Pointing records
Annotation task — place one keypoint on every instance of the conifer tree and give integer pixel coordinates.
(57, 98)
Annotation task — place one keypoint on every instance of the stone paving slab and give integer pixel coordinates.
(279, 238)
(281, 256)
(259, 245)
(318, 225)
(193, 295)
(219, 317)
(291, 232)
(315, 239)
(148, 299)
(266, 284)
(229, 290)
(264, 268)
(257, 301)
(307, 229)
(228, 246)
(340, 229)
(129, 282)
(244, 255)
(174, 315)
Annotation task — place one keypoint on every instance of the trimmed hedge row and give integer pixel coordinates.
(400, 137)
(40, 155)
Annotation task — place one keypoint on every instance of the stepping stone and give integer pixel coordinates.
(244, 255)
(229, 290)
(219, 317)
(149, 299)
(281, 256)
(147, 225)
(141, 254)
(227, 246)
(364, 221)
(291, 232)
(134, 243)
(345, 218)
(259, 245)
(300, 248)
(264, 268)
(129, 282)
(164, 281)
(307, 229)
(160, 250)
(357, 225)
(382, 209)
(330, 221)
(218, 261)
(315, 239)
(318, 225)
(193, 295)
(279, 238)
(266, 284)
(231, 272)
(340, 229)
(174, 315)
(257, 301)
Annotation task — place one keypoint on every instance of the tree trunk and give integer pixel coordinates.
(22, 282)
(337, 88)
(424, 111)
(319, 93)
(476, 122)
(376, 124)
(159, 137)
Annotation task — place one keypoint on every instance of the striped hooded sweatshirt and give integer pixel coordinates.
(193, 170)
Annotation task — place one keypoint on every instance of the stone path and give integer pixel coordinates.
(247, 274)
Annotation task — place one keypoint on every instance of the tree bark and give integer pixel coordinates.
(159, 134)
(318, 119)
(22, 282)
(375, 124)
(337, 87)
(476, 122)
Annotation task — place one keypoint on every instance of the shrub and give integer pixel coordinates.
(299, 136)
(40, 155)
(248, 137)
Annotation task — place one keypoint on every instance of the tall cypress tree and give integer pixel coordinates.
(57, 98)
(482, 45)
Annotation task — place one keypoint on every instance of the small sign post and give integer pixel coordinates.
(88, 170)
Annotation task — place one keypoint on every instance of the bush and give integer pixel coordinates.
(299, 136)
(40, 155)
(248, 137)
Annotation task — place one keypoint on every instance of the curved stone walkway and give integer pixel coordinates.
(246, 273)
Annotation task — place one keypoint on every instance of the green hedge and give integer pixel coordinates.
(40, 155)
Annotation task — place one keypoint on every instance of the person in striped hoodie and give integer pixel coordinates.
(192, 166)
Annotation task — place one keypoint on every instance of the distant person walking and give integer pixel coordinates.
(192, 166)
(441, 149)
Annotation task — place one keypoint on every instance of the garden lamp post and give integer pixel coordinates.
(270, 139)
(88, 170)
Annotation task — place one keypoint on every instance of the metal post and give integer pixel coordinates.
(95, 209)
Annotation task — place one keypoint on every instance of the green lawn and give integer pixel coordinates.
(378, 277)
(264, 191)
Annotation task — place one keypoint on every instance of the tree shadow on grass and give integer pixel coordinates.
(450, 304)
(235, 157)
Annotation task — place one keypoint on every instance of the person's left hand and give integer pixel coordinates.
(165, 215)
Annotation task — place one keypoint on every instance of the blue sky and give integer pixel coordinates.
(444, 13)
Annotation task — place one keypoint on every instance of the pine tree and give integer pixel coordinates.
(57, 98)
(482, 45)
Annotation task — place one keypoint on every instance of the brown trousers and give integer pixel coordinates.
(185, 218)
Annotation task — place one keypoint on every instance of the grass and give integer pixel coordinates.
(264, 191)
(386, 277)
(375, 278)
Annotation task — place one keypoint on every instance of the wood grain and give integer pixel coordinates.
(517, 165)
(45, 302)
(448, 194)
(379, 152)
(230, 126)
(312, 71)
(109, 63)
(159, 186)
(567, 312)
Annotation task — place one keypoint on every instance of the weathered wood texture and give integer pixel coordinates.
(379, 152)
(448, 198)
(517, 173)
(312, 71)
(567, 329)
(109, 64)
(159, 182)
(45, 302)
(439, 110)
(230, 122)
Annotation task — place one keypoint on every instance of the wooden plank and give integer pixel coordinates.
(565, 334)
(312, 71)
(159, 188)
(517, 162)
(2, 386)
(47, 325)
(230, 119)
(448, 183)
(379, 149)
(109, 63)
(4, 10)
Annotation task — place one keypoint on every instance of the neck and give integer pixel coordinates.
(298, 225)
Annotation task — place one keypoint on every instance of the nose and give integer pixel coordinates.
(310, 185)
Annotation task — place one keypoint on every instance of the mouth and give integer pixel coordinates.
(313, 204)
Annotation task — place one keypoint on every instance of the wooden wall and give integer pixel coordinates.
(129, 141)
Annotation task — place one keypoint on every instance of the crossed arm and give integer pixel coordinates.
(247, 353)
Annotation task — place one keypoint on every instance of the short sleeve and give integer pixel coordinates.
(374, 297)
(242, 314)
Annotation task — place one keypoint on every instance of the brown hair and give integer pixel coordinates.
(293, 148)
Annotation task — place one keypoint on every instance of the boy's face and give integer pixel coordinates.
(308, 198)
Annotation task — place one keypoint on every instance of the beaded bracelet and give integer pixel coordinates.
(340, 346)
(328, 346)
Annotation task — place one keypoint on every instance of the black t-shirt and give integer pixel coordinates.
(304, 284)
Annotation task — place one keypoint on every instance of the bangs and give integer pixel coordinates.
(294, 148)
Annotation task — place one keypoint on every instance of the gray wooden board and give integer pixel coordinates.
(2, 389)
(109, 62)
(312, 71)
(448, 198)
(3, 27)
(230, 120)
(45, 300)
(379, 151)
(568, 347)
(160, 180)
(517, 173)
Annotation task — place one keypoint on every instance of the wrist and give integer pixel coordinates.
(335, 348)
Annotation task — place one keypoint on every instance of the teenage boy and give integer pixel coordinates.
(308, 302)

WORK REQUIRED:
Repeat exactly, and only, the lines from the one containing "wall and give integer pixel coordinates." through the end of the material.

RESULT OF THIS TASK:
Annotation task — place one keypoint on every instance of the wooden wall and give integer pixel coordinates.
(129, 141)
Annotation task — place one keypoint on every instance of the crossed arm and give integer pixel coordinates.
(247, 353)
Annotation task — place one keypoint on every instance of the short sleeve and give integer pixel coordinates.
(374, 297)
(242, 314)
Annotation task — place one keypoint on every instance of the brown hair and give integer pixel coordinates.
(293, 148)
Annotation task — place one keypoint on every instance of the boy's face and give integer pixel coordinates.
(308, 198)
Annotation task — place one keypoint on every instance of the beaded bracelet and give integer pixel coordinates.
(340, 346)
(328, 346)
Annotation task — place one keypoint on every instance of the black t-shirt and give integer pixel coordinates.
(304, 284)
Annotation task — place one keypoint on every instance of the bangs and give integer pixel coordinates.
(294, 148)
Annotation task — place one keypoint on every instance of the gray wooden board and give integer pixel coordinates.
(2, 389)
(109, 62)
(312, 71)
(448, 198)
(3, 27)
(230, 120)
(45, 300)
(379, 151)
(568, 347)
(160, 180)
(517, 173)
Annotation task — place one keypoint on every instance of the wrist and give integer pixel coordinates.
(335, 348)
Annotation task — place one keypoint on every instance of the teenage boy and give integer pixel coordinates.
(308, 302)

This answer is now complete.